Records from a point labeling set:
--------------------

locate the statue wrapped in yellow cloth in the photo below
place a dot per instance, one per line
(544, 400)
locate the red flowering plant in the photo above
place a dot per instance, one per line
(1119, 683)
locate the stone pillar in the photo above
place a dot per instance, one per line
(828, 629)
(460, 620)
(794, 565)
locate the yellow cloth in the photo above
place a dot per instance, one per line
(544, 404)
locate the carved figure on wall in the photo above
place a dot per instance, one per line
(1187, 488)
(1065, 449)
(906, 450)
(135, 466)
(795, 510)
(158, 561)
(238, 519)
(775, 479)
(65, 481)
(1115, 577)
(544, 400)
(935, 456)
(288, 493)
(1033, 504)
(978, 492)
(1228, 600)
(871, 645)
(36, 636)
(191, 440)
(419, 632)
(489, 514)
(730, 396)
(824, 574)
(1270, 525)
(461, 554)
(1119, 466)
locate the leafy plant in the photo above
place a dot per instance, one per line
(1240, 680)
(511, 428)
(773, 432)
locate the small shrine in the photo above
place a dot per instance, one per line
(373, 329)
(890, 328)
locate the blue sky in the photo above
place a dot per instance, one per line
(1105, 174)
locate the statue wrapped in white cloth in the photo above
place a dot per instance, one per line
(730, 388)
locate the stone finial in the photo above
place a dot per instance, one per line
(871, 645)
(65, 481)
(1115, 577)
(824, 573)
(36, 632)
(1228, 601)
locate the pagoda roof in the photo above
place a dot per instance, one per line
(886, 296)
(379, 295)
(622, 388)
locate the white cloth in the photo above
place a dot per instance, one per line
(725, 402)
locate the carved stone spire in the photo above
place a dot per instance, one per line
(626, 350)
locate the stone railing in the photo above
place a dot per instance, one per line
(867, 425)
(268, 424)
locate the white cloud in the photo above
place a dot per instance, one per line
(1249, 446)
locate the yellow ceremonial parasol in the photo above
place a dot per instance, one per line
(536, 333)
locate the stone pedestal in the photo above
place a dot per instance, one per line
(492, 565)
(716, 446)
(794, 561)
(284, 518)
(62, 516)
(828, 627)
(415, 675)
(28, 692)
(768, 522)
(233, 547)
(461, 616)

--------------------

Each record above should be output again exactly.

locate the statue wrapped in yellow cloth in the photo below
place a dot per instance, one per line
(544, 400)
locate the red flowering plant in the photo above
place a dot per instance, one per line
(1119, 683)
locate the stone pillar in the photo above
place a dot per instance, one per line
(828, 629)
(460, 620)
(794, 565)
locate the yellow cloth in the photo above
place a dot per instance, one per line
(544, 404)
locate the carved figure on wall in the photo above
place a dot per instance, one per line
(1187, 488)
(1065, 449)
(906, 450)
(135, 466)
(795, 510)
(158, 561)
(238, 519)
(775, 479)
(65, 481)
(1115, 577)
(544, 400)
(935, 456)
(288, 493)
(1033, 504)
(978, 492)
(1228, 600)
(871, 645)
(36, 636)
(191, 440)
(419, 632)
(489, 514)
(730, 396)
(824, 574)
(1270, 525)
(461, 554)
(1119, 466)
locate the leafy plant in the photo above
place a dot per instance, one per line
(1240, 680)
(511, 428)
(773, 432)
locate the small shrine in the photo above
place a dot per instance, one per line
(373, 329)
(890, 328)
locate the blue sky in the photo above
place a dot per instance, one per line
(1105, 174)
locate the statue wrapped in white cloth in the photo above
place a dot per instance, one per line
(730, 388)
locate the stone finial in the photo above
place a dot per instance, one per line
(871, 645)
(65, 481)
(1115, 577)
(824, 573)
(36, 632)
(1228, 601)
locate the pagoda roof in the photo above
place a dot per instance, one per line
(886, 296)
(379, 295)
(622, 388)
locate the white cloth in the photo above
place a dot per instance, one per line
(725, 402)
locate the carved stone spire in the photo above
place a dot per instance, one per line
(626, 350)
locate the stone railing in the photo above
place a dot per instance, one per line
(867, 425)
(268, 424)
locate the white cloud in the photo above
place a dot per instance, one per line
(1249, 446)
locate the yellow ceremonial parasol in the photo above
place a dot per instance, one per line
(536, 333)
locate the stone pedestal in the photo above
place a dot per instance, one per line
(492, 565)
(716, 446)
(794, 561)
(284, 518)
(62, 516)
(828, 627)
(415, 675)
(28, 692)
(768, 522)
(233, 547)
(461, 616)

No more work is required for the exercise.